To be done = Copy out the entries below precisely; nothing is to be omitted.

****

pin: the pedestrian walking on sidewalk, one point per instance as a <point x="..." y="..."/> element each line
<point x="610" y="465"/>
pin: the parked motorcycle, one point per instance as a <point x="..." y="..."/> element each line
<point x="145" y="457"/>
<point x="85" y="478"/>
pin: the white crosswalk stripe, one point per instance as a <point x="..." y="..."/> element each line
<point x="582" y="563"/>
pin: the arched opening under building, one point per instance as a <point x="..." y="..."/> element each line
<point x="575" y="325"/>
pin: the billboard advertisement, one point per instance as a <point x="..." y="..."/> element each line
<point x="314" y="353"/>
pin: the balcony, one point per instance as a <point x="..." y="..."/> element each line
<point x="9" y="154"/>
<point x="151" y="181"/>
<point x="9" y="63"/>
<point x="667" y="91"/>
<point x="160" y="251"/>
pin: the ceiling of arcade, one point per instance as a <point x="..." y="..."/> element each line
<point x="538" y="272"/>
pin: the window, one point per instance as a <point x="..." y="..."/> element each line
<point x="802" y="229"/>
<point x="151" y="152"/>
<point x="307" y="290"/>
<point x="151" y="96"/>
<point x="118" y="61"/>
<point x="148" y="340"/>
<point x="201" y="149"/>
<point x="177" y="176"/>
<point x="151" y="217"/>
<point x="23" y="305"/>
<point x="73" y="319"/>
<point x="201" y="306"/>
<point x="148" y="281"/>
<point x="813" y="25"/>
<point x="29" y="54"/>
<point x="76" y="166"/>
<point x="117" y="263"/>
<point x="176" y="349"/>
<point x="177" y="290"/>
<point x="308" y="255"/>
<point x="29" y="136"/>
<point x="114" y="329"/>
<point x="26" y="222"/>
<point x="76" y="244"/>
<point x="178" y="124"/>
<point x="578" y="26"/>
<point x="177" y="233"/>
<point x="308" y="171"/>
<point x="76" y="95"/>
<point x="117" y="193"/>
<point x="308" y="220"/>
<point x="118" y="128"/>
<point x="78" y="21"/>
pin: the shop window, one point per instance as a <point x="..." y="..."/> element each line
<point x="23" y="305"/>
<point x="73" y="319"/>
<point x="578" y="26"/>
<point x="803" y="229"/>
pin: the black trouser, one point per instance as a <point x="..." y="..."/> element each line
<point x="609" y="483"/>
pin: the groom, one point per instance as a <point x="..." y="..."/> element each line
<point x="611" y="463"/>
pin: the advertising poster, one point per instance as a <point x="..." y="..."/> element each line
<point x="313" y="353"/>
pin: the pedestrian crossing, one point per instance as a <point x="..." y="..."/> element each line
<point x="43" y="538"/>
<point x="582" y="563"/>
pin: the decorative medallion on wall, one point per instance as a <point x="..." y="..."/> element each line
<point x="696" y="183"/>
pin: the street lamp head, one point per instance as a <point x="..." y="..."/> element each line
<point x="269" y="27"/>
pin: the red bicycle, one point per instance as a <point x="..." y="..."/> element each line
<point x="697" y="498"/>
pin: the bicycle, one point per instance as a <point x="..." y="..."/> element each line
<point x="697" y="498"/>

****

Reply to the task =
pin: the pedestrian walking on sidewalk, one point per instance as a <point x="..." y="..."/> element each line
<point x="610" y="465"/>
pin: the parked motorcycle, one point per instance as a <point x="..." y="..."/> element each line
<point x="145" y="457"/>
<point x="85" y="478"/>
pin: the white crosswalk stripe, one point per instance as a <point x="..." y="..."/> element each line
<point x="582" y="563"/>
pin: the arched opening under building, one point per instance as a <point x="..." y="..."/> element each line
<point x="575" y="325"/>
pin: the billboard advertisement, one point per instance as a <point x="..." y="..."/> element each line
<point x="314" y="353"/>
pin: the balcony, one point per instance as a <point x="..." y="..."/> element each line
<point x="9" y="154"/>
<point x="151" y="181"/>
<point x="9" y="63"/>
<point x="667" y="91"/>
<point x="160" y="251"/>
pin: the ceiling of arcade, one point per instance as a <point x="..." y="..."/> element each line
<point x="538" y="272"/>
pin: the window, one point per instance as a <point x="..." y="..."/> element each line
<point x="802" y="229"/>
<point x="151" y="152"/>
<point x="307" y="290"/>
<point x="151" y="96"/>
<point x="118" y="61"/>
<point x="148" y="340"/>
<point x="201" y="149"/>
<point x="177" y="176"/>
<point x="151" y="217"/>
<point x="23" y="305"/>
<point x="73" y="319"/>
<point x="201" y="306"/>
<point x="148" y="281"/>
<point x="813" y="25"/>
<point x="29" y="54"/>
<point x="76" y="166"/>
<point x="117" y="263"/>
<point x="176" y="349"/>
<point x="177" y="290"/>
<point x="308" y="255"/>
<point x="29" y="136"/>
<point x="114" y="329"/>
<point x="26" y="222"/>
<point x="76" y="244"/>
<point x="178" y="124"/>
<point x="578" y="26"/>
<point x="177" y="233"/>
<point x="308" y="171"/>
<point x="76" y="95"/>
<point x="117" y="193"/>
<point x="308" y="220"/>
<point x="118" y="128"/>
<point x="78" y="21"/>
pin: the shop window, one point per instance as a <point x="..." y="..."/> element each line
<point x="23" y="305"/>
<point x="73" y="319"/>
<point x="578" y="26"/>
<point x="803" y="229"/>
pin: the black trouser, one point per instance as a <point x="..." y="..."/> element each line
<point x="609" y="483"/>
pin: the groom, one point per instance as a <point x="..." y="..."/> element each line
<point x="611" y="463"/>
pin: the advertising poster, one point per instance as a <point x="..." y="..."/> element each line
<point x="313" y="353"/>
pin: the pedestrian crossing, one point per instance as a <point x="..." y="..."/> element each line
<point x="43" y="538"/>
<point x="582" y="563"/>
pin: the decorative medallion on wall, one point per instance as a <point x="..." y="..."/> element each line
<point x="696" y="183"/>
pin: the street lamp head, one point per instance as a <point x="..." y="..."/> element each line
<point x="269" y="27"/>
pin: the red bicycle, one point per instance as a <point x="..." y="..."/> element each line
<point x="697" y="498"/>
pin: the bicycle, one point per instance as a <point x="..." y="..."/> element each line
<point x="697" y="498"/>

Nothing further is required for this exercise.